Goal: Output, please, every line from the line that holds "# test: mark the white" to the end, exactly as written.

Rows:
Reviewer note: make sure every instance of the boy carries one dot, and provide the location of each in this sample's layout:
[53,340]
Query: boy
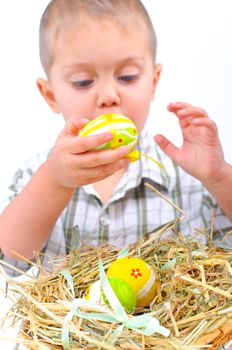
[99,57]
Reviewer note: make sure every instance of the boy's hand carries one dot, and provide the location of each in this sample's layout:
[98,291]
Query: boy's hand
[72,163]
[201,153]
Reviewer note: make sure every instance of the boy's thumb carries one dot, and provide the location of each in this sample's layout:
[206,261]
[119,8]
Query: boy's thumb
[74,125]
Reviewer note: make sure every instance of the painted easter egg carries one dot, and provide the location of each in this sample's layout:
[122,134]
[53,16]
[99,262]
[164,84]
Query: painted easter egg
[94,293]
[122,128]
[139,275]
[124,292]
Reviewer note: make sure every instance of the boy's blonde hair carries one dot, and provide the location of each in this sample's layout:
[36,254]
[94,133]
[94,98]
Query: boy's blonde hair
[59,12]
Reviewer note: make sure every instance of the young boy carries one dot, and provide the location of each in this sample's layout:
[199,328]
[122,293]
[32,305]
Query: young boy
[99,57]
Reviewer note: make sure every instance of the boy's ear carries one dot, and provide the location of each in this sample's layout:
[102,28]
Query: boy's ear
[157,72]
[47,93]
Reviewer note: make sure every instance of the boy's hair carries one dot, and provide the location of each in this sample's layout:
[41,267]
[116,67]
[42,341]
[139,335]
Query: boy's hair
[60,11]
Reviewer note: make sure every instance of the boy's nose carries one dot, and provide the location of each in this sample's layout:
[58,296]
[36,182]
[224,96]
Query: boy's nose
[108,97]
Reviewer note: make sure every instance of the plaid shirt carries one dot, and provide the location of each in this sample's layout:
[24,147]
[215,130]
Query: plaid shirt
[133,209]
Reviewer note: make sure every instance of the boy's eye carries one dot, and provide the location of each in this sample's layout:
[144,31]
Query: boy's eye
[128,78]
[82,83]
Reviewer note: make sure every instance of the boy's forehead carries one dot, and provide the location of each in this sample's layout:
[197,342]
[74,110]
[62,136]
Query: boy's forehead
[83,26]
[87,39]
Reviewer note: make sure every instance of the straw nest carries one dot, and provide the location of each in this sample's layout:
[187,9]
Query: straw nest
[194,294]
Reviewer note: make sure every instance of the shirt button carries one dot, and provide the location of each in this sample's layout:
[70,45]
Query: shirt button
[104,220]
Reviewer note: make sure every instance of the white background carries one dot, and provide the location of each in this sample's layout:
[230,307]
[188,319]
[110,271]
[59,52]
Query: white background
[194,46]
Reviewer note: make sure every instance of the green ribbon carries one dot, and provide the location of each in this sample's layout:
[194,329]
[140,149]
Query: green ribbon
[144,324]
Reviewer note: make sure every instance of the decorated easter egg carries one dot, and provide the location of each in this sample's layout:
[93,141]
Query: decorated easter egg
[122,128]
[139,275]
[94,293]
[124,292]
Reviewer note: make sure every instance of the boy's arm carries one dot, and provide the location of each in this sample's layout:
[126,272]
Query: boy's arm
[27,221]
[201,153]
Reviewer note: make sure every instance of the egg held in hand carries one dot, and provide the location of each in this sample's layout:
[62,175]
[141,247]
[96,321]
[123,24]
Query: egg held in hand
[122,128]
[139,275]
[124,293]
[122,290]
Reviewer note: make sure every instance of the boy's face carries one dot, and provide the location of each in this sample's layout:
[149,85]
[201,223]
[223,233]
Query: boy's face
[102,67]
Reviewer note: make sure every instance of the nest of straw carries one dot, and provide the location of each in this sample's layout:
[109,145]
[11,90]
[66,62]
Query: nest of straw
[194,294]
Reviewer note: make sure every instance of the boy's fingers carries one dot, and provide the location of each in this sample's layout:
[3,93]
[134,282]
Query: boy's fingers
[183,109]
[74,125]
[193,112]
[175,106]
[166,146]
[99,158]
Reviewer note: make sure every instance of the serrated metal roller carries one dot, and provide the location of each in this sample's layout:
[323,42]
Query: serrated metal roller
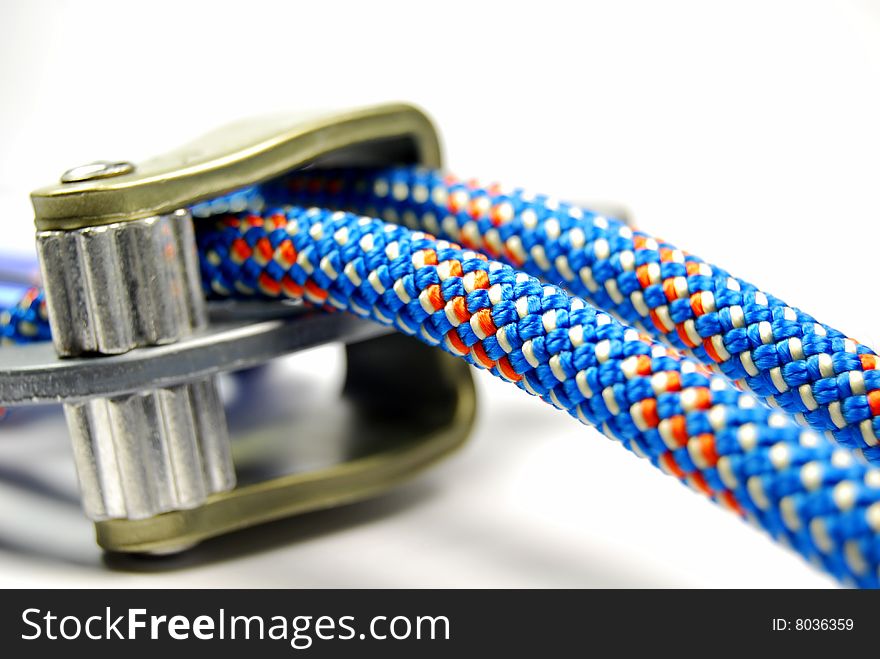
[110,289]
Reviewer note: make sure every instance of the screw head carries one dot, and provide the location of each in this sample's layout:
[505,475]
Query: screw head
[96,170]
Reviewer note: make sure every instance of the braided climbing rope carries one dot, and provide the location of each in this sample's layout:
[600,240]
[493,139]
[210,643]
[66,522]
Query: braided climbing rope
[821,500]
[813,371]
[659,404]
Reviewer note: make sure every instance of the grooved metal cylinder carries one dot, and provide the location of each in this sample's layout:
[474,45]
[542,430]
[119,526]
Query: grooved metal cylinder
[146,453]
[115,287]
[110,289]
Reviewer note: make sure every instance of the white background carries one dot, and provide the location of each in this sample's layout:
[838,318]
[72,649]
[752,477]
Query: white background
[746,132]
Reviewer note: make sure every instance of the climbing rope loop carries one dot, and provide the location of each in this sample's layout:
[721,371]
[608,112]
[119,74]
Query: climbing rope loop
[822,377]
[480,293]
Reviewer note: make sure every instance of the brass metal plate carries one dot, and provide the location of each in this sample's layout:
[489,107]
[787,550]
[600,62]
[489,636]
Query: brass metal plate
[227,159]
[390,427]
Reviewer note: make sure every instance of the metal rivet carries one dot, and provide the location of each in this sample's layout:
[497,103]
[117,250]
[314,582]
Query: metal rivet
[96,170]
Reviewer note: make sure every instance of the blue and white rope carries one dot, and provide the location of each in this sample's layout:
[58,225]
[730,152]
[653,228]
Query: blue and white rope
[811,370]
[822,500]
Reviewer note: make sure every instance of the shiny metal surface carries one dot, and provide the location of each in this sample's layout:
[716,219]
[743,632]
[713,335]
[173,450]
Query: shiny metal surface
[32,374]
[97,170]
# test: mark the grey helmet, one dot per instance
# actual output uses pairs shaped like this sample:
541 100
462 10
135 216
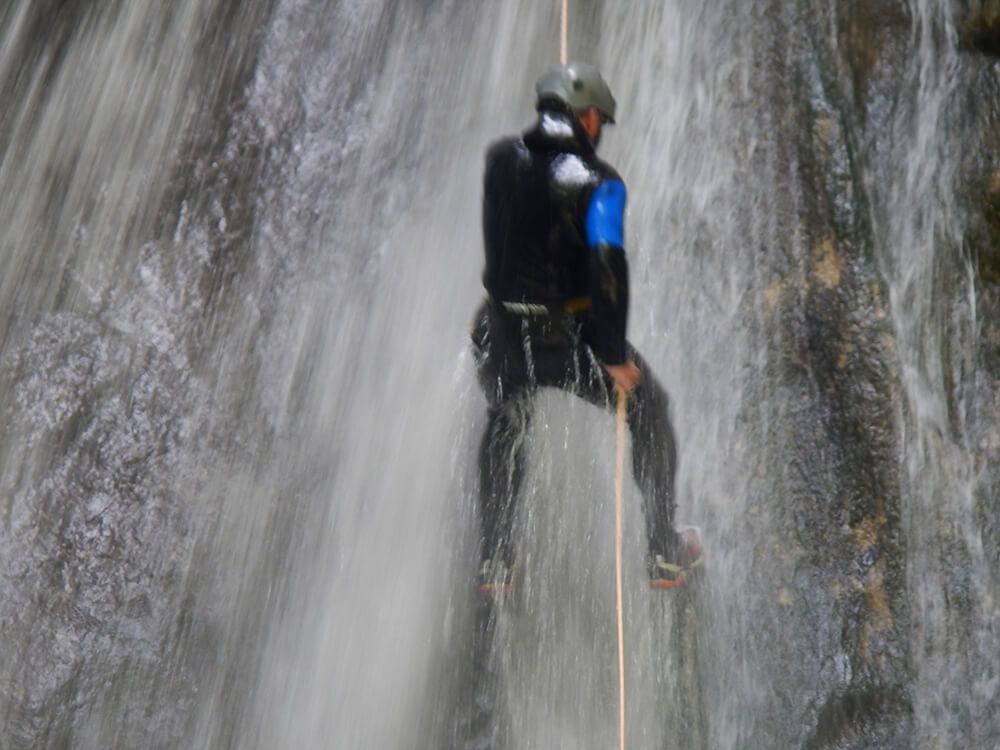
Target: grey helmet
579 86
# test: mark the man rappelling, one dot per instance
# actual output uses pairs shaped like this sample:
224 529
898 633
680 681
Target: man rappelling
556 278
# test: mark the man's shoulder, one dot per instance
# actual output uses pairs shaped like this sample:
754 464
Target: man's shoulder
509 147
605 171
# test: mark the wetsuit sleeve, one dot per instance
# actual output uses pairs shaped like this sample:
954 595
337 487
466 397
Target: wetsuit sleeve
608 270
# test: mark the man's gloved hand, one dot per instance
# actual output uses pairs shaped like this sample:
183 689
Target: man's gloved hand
625 376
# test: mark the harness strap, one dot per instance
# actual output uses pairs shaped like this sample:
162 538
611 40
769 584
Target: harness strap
572 306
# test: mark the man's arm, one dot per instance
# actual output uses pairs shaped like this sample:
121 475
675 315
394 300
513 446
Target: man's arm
608 280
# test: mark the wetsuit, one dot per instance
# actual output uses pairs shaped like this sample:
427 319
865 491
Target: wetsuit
556 278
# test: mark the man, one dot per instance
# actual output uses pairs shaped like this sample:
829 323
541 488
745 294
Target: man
556 278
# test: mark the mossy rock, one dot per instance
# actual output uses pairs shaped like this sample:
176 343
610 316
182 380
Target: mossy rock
979 26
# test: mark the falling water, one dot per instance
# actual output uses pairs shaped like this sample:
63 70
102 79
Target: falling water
242 248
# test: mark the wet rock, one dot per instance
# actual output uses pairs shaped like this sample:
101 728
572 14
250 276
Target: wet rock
979 25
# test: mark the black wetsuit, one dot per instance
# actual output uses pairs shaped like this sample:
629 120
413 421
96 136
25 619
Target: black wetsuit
557 300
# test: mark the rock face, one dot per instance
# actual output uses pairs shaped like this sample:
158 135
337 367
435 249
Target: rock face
979 25
868 307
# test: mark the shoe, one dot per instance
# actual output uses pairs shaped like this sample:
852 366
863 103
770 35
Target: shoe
495 577
666 573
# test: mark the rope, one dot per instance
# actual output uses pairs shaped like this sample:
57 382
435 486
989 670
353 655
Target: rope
619 484
564 34
619 470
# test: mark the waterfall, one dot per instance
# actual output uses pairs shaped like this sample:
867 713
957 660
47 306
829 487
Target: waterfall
241 419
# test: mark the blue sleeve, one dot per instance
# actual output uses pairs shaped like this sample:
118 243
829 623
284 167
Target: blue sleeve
605 223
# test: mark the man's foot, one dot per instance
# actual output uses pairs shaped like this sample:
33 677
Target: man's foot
495 577
667 572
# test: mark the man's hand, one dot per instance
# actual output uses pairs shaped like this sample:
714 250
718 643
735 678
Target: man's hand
625 376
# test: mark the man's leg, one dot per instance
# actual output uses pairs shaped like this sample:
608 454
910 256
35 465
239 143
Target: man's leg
654 459
503 377
501 471
654 450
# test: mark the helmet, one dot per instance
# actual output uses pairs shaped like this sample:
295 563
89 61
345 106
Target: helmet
579 86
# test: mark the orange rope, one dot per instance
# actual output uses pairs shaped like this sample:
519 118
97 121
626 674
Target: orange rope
619 485
564 34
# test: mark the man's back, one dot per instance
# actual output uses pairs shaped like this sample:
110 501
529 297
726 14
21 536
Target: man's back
536 190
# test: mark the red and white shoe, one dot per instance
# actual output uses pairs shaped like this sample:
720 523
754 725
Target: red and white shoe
667 573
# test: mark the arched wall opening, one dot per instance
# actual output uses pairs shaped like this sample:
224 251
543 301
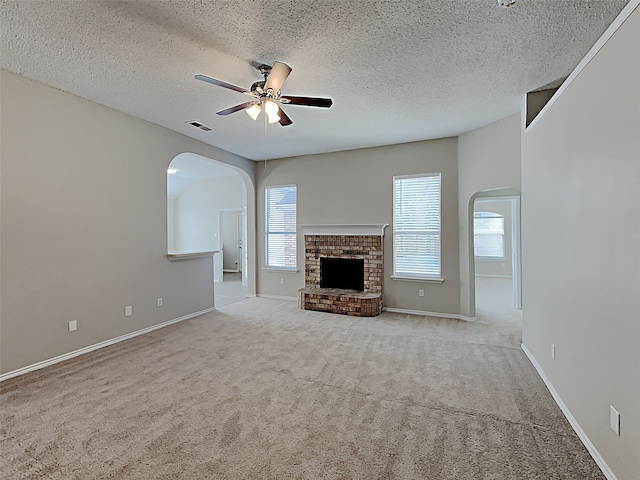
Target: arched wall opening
201 192
507 193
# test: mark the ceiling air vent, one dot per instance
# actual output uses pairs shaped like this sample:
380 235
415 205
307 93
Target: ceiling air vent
199 125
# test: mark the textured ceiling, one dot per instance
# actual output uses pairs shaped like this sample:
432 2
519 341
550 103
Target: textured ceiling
397 71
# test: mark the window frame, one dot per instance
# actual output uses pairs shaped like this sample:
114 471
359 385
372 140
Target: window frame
504 246
404 276
267 232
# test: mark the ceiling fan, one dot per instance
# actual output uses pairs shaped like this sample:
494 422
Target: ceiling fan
267 95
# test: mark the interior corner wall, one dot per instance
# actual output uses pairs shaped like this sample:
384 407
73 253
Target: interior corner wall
356 187
84 224
488 158
581 221
197 211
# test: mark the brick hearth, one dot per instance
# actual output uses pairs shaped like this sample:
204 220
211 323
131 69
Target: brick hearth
348 302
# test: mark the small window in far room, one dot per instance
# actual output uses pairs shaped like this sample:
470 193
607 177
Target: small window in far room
280 227
488 235
416 227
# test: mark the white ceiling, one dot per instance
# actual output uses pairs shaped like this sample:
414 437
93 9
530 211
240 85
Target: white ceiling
397 70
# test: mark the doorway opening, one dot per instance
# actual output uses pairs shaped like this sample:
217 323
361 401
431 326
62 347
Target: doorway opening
230 267
495 238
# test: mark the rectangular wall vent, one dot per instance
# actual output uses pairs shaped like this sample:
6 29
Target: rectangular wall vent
199 125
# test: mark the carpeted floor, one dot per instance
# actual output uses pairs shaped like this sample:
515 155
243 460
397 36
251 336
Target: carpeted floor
262 390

Task answer:
# test: mark the white ceiling, one dot per instance
# actual output uses pairs shaped like this sample:
414 437
93 9
530 211
240 85
Target: white ceiling
397 70
# test: mark the doorway opening, one dot per instance
# actual output uses pairs shaped like this sample:
217 323
361 401
431 326
62 347
Target: doorway opening
230 267
495 238
# test: mark the rectangular wall vent, one dot per instance
# actual output uses pairs shaped like this sample:
6 29
Target: rectangular wall vent
199 125
# test: mark the carpeted floor, one dot per instance
# actual output uses pairs shaped like this sample:
515 155
243 460
397 36
251 336
Target: carpeted floor
262 390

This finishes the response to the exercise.